** BEGIN Page excerpt **

A Currency of Absence

An essay by Lorena Muñoz-Alonso for Foreword to ‘Things’, 2014

 

Among the frozen peas and tinned beans a small green book beckons. Things, it is called, a title that is as ambiguous as full of promise. A tiny portal to myriad possibilities that could be yours for just 1p! Surely the cheapest item in the supermarket where it lives, waiting to be discovered and taken home. You might have been lucky enough to find one of these little books at a Morrisons supermarket in Tunbridge Wells, where 500 copies have been inserted over the course of sixmonths.Or perhaps you found it in a bookshop, and felt tantalised by its delicate cloth cover, its shouty ‘special offer’ sign, its universal yet elusive title.

You see, Things gathers 100+ drawings from an archive that the artist Simon Faithfull has painstakingly drawn and compiled for over 14 years. The drawings, it couldn’t be otherwise, depict things. The stuff that Faithfull has encountered, used and consumed during his daily life and travels around the world. The style is not naturalistic but schematic, very crude. Faithfull started this documenting practice with a Palm Pilot. It was practical and portable, and enabled him to intuitively respond to the sudden urge to record his rendezvous with quotidian objects. He then graduated to an iPhone app that he had custom-developed – an even more apt device for improvised bouts of drawing. But the drawings remained pixelated and absolutely reliant on line, rather than shading, to evoke the contours of these things.

** END Page excerpt **
** BEGIN Excerpted records **

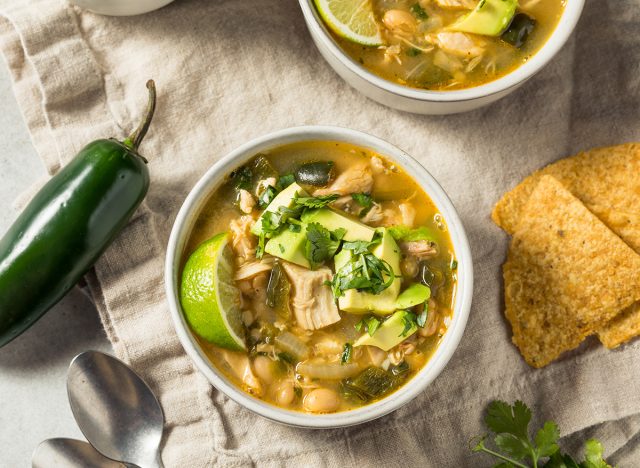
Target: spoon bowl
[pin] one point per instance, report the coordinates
(115, 409)
(70, 453)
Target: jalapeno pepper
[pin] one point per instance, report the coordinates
(68, 225)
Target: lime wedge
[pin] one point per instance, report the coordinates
(209, 297)
(351, 19)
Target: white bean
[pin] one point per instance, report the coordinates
(321, 400)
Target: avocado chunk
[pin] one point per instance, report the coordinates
(390, 333)
(357, 302)
(284, 198)
(333, 220)
(489, 18)
(289, 246)
(414, 295)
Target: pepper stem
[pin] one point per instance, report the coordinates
(134, 140)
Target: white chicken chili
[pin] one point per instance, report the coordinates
(319, 277)
(454, 44)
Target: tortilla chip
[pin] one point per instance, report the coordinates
(603, 177)
(622, 328)
(606, 181)
(566, 274)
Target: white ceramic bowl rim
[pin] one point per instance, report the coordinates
(558, 38)
(198, 197)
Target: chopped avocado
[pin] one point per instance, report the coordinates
(289, 246)
(489, 18)
(284, 198)
(390, 333)
(333, 220)
(412, 296)
(357, 302)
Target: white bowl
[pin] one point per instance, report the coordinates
(121, 7)
(422, 101)
(214, 177)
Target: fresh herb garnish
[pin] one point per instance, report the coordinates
(406, 234)
(315, 202)
(364, 200)
(364, 272)
(409, 320)
(267, 196)
(510, 423)
(418, 11)
(260, 247)
(346, 353)
(321, 244)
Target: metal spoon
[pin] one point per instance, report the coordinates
(115, 409)
(69, 453)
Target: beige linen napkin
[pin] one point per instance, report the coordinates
(228, 71)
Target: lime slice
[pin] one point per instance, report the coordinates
(351, 19)
(209, 297)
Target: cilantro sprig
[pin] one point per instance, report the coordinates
(515, 448)
(321, 244)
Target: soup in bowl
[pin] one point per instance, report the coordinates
(439, 56)
(314, 273)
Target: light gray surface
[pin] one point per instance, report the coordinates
(33, 367)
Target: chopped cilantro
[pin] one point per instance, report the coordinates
(346, 353)
(315, 202)
(510, 423)
(321, 244)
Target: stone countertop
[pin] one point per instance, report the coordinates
(33, 367)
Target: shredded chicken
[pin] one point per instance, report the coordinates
(407, 213)
(420, 249)
(356, 179)
(247, 202)
(243, 242)
(312, 300)
(456, 4)
(457, 43)
(253, 268)
(241, 367)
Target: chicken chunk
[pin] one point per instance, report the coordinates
(243, 242)
(458, 44)
(357, 179)
(241, 367)
(312, 302)
(420, 249)
(456, 4)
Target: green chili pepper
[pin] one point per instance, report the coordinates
(68, 225)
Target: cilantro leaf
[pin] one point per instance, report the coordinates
(315, 202)
(547, 438)
(510, 423)
(320, 244)
(346, 353)
(503, 418)
(593, 455)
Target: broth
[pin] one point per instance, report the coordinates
(429, 56)
(277, 375)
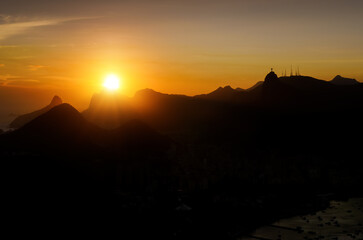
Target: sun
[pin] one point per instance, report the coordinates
(111, 82)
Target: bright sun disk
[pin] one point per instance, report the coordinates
(111, 82)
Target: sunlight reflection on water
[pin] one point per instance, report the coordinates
(341, 220)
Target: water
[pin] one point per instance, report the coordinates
(342, 220)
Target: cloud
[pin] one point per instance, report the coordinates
(15, 81)
(35, 67)
(10, 26)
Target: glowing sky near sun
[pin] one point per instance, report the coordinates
(187, 47)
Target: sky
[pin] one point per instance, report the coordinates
(186, 47)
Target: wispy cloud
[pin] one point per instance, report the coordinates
(10, 26)
(35, 67)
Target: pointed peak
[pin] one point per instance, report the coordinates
(56, 101)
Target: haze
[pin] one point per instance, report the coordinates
(186, 47)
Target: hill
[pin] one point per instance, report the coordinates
(342, 81)
(25, 118)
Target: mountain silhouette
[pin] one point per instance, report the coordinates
(25, 118)
(339, 80)
(109, 111)
(226, 93)
(64, 129)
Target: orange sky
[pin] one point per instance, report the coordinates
(186, 47)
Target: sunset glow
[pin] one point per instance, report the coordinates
(112, 82)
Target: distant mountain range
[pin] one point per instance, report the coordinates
(167, 111)
(339, 80)
(126, 154)
(25, 118)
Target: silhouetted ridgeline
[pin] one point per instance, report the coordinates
(23, 119)
(200, 166)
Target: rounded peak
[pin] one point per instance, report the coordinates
(64, 108)
(271, 76)
(56, 101)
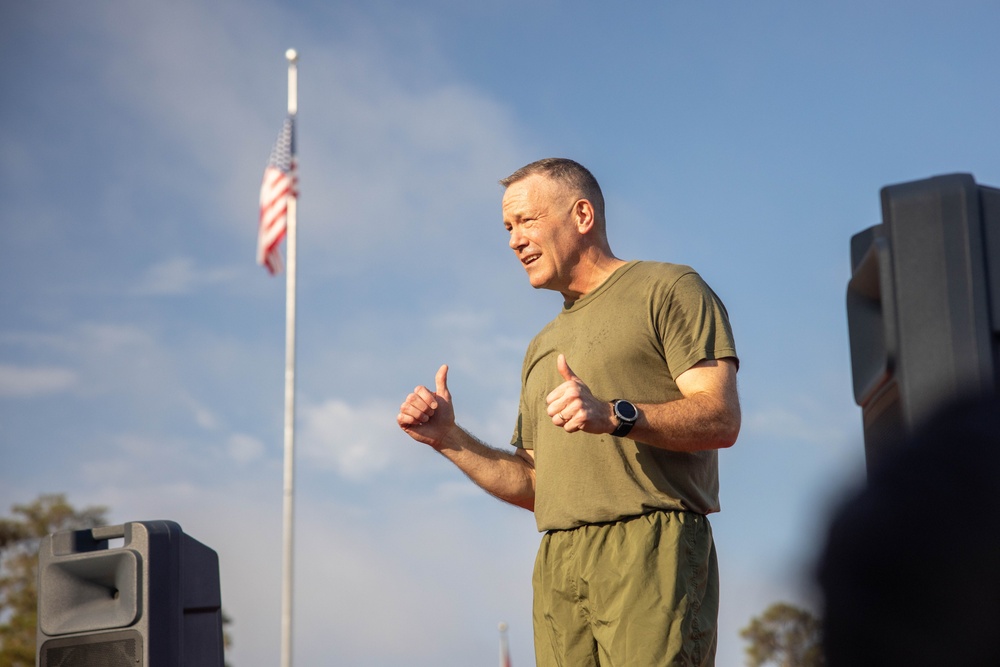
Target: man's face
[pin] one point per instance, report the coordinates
(537, 213)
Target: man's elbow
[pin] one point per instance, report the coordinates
(729, 429)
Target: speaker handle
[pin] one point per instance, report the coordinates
(105, 533)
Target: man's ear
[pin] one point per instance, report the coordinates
(583, 216)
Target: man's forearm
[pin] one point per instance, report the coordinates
(690, 424)
(504, 475)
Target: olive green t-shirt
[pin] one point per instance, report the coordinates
(629, 338)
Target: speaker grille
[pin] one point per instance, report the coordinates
(111, 649)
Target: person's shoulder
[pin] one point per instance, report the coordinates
(659, 271)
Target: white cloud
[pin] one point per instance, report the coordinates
(245, 448)
(31, 382)
(179, 275)
(350, 438)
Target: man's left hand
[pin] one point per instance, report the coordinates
(573, 407)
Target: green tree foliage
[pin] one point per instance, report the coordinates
(20, 537)
(784, 636)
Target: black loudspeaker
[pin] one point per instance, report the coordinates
(153, 601)
(923, 305)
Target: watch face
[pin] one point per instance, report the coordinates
(626, 411)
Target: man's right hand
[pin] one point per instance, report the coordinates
(428, 416)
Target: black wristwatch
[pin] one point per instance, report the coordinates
(626, 413)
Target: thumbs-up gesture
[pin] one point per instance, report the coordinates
(573, 407)
(428, 416)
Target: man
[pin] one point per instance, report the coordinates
(626, 397)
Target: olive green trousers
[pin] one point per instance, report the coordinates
(639, 592)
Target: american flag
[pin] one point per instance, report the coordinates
(280, 184)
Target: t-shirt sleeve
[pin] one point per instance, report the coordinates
(694, 325)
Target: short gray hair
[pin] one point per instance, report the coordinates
(568, 172)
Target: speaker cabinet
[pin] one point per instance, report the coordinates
(151, 601)
(923, 305)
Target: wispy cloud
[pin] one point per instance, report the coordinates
(30, 382)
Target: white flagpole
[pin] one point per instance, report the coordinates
(289, 486)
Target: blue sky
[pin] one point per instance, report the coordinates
(142, 350)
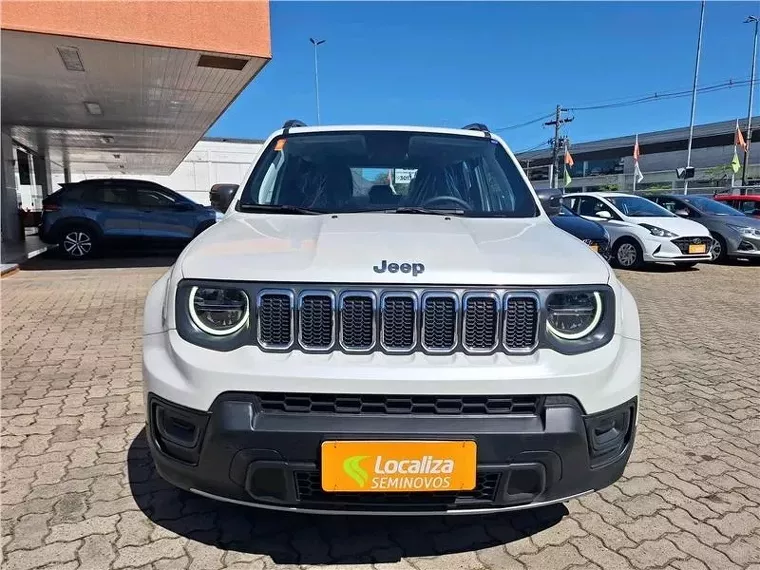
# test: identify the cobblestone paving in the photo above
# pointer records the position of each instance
(79, 490)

** END Excerpted records **

# Task requirements:
Repeat the passage from the essay on the book Things word for word, starting at "Among the frozen" and ending at "yet elusive title.".

# Written solution:
Among the frozen peas and tinned beans a small green book beckons. Things, it is called, a title that is as ambiguous as full of promise. A tiny portal to myriad possibilities that could be yours for just 1p! Surely the cheapest item in the supermarket where it lives, waiting to be discovered and taken home. You might have been lucky enough to find one of these little books at a Morrisons supermarket in Tunbridge Wells, where 500 copies have been inserted over the course of sixmonths.Or perhaps you found it in a bookshop, and felt tantalised by its delicate cloth cover, its shouty ‘special offer’ sign, its universal yet elusive title.